BEGIN

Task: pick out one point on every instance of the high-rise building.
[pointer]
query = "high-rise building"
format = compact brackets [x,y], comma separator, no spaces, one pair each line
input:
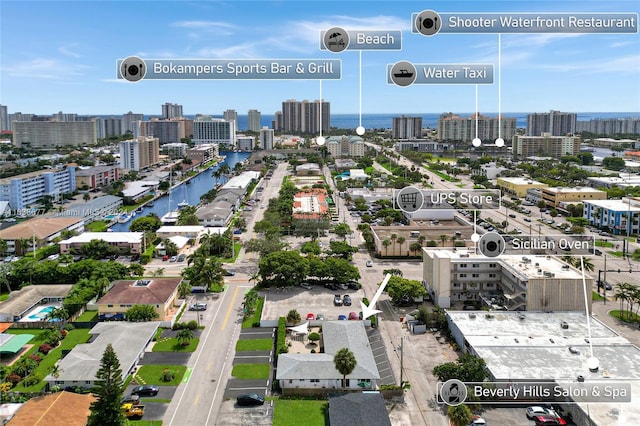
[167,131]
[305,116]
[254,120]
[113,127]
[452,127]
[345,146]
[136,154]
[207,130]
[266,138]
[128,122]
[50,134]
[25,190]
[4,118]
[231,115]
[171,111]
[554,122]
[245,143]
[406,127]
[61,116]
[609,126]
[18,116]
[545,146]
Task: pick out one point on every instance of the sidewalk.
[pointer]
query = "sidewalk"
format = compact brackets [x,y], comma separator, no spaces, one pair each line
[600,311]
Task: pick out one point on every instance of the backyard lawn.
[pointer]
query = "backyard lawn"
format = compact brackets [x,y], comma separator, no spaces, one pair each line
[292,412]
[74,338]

END
BEGIN

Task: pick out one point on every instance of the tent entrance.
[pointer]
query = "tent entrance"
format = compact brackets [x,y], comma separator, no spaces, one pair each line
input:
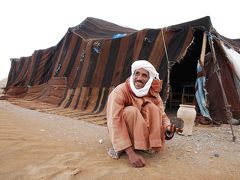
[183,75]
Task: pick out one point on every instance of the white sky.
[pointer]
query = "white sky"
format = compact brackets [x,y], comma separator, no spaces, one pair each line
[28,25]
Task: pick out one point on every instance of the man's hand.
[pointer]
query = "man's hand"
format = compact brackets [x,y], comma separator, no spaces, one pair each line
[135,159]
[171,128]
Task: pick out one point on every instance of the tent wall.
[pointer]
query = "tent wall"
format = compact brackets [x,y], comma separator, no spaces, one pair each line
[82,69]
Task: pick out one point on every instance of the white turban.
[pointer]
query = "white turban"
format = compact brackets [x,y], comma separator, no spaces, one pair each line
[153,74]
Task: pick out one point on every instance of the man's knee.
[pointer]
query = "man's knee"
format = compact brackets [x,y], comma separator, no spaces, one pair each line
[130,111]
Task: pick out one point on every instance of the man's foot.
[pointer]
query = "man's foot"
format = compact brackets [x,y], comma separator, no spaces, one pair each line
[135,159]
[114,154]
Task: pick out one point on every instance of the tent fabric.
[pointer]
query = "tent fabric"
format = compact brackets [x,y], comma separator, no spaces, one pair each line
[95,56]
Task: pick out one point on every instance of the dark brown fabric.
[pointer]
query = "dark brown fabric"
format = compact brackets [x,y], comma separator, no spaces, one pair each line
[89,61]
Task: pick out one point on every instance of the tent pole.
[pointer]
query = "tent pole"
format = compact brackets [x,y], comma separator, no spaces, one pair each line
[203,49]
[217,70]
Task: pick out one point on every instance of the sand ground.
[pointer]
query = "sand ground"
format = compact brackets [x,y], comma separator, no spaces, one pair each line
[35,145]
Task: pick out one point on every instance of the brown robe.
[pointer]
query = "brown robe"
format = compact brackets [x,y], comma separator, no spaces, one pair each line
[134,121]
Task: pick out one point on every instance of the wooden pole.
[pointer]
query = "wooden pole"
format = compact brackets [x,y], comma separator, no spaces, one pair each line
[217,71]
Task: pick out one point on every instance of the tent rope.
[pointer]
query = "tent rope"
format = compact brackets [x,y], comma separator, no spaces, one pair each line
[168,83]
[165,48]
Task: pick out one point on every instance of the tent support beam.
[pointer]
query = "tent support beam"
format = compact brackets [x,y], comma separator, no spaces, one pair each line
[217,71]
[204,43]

END
BEGIN

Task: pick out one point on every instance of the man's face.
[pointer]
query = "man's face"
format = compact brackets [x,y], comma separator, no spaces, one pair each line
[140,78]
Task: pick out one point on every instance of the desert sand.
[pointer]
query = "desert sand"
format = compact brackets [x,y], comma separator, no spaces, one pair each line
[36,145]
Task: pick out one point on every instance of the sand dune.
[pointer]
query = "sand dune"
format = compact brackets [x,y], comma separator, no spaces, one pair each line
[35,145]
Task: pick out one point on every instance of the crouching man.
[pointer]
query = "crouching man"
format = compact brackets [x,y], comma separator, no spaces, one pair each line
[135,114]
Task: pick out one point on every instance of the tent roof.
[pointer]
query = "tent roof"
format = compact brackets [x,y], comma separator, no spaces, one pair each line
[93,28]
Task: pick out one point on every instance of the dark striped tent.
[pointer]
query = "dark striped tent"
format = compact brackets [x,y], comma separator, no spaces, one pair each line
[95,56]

END

» **YOUR INSTRUCTIONS**:
For every line above that holds the word "backyard", report the whole line.

» **RESPONSE AREA**:
Task: pick out one point on every instance of the backyard lawn.
query = "backyard lawn"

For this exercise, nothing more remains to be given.